→ EXTRACT TO READ:
•••••

I think that the opening quote from Paulo Coelho is best summary of the chapter where he says, "The ship is safest when it is in port. But that's not what ships were made for."
The quote says it all. In recent times there has been an emphasis on "community". This emphasis has always highlighted the church being a safe place, a retreat from the world. The metaphor of a hospital has been used. The community was a place where you can come and be yourself and be accepted and find rest.
Hirsch argues this is the Constantinian, institutional, Christendom at its best! I agree.
The difference between community and communitas is the purpose for the gathering of the people. There are many similarities but there is one key difference. That is mission.
Hirsch uses a number of illustrations for communitas but the one that resonated with me the most is the Fellowship of the Ring. This radical little band of hobbits, men, an elf, a dwarf, and a wizard set out to defeat the ultimate evil. They start as tolerating each other at best. But, by the end of the mission they are something different. They experienced communitas.
The organization that I work for has something called "Summer Project". In the states it is a 10-12 week mission experience for college students. They work at the local McD's or Starbucks. They proclaim the gospel on the beach. The best summer projects are those that have communitas, where the mission of turning lost students into Christ-centered laborers is always present and being pursued.
The problem with communitas is that it requires there to be conflict. The Fellowship of the Ring fought against insurmountable odds. Summer project students have to face support raising and spiritual attack. Or consider a sports team, like the Detroit Red Wings who had to face injury, horrible officiating, and a league front office that did everything they could to keep them from winning Lord Stanley's Cup.
The church in the West since the time of Constatine has for the most part not faced very much conflict. Sure there have been internal struggles mut not much outward. There is no persecution. Just a calm acceptance of the church's presence. The church has become comfortable and lost its sense of mission (does this sound familiar? If not read parts 1-3).

•••••

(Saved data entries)
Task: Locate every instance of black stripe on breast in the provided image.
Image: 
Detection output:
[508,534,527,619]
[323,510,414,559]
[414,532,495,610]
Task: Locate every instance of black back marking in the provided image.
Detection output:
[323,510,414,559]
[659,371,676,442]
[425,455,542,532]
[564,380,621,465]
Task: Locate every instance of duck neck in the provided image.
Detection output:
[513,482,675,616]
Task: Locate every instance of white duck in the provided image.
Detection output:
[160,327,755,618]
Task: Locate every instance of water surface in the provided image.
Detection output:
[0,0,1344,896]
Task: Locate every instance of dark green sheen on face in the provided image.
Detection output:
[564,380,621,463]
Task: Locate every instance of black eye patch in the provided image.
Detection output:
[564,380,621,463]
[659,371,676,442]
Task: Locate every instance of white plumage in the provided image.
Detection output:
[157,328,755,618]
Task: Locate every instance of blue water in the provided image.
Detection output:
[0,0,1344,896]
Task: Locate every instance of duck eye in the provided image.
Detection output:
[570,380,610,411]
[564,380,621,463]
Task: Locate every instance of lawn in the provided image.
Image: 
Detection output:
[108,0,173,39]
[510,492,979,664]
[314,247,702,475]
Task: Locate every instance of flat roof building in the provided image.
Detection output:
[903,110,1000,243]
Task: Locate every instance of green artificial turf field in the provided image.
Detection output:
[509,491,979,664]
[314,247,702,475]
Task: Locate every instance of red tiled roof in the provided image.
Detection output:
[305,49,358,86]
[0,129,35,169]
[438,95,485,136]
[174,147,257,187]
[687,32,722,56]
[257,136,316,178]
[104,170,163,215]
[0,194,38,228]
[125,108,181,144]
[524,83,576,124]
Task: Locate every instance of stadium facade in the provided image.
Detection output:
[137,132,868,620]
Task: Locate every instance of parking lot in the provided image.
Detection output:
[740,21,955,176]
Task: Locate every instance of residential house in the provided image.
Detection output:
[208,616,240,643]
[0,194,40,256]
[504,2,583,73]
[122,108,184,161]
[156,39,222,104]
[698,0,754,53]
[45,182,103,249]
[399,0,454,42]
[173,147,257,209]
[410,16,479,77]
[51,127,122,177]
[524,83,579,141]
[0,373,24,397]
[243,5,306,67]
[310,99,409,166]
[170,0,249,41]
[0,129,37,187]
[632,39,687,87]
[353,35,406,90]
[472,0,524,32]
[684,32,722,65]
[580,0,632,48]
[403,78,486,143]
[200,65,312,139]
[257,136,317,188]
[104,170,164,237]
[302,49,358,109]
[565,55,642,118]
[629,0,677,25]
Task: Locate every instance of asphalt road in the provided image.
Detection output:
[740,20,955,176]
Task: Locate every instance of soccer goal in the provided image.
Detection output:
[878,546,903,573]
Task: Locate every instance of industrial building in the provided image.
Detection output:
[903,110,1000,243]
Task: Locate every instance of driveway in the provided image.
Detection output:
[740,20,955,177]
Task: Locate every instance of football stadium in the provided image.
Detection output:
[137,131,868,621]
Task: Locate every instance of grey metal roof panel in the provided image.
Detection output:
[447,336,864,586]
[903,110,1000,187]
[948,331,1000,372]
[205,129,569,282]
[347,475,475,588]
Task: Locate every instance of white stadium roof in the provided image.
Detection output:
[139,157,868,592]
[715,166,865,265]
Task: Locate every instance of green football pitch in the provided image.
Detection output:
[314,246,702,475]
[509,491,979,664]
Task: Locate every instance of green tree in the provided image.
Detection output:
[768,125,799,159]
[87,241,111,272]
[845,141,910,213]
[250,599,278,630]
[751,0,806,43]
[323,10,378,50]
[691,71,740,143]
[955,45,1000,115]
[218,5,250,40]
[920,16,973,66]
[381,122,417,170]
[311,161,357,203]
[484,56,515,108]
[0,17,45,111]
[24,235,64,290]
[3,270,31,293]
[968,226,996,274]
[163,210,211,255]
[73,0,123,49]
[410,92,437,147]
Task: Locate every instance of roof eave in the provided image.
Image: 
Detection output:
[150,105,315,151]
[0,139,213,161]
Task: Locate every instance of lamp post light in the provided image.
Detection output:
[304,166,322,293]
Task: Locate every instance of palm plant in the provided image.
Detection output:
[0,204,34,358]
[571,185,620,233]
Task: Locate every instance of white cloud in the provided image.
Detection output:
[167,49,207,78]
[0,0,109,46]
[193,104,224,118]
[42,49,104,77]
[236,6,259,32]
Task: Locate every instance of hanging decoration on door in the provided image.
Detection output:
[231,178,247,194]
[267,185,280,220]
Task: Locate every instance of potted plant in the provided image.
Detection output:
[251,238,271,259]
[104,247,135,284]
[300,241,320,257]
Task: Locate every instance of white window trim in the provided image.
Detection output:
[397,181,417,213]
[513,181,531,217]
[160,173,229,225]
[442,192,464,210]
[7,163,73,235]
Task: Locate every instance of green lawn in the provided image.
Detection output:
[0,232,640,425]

•••••

→ TASK OBJECTIVE:
Answer these questions about the text on community and communitas:
(a) According to the text, what is the one key difference between community and communitas?
(b) Which of Hirsch's illustrations of communitas resonated most with the writer?
(c) How long does the "Summer Project" last in the states, and who is it for?

→ RESPONSE TO THE TASK:
(a) Mission.
(b) The Fellowship of the Ring.
(c) It lasts 10 to 12 weeks and is for college students.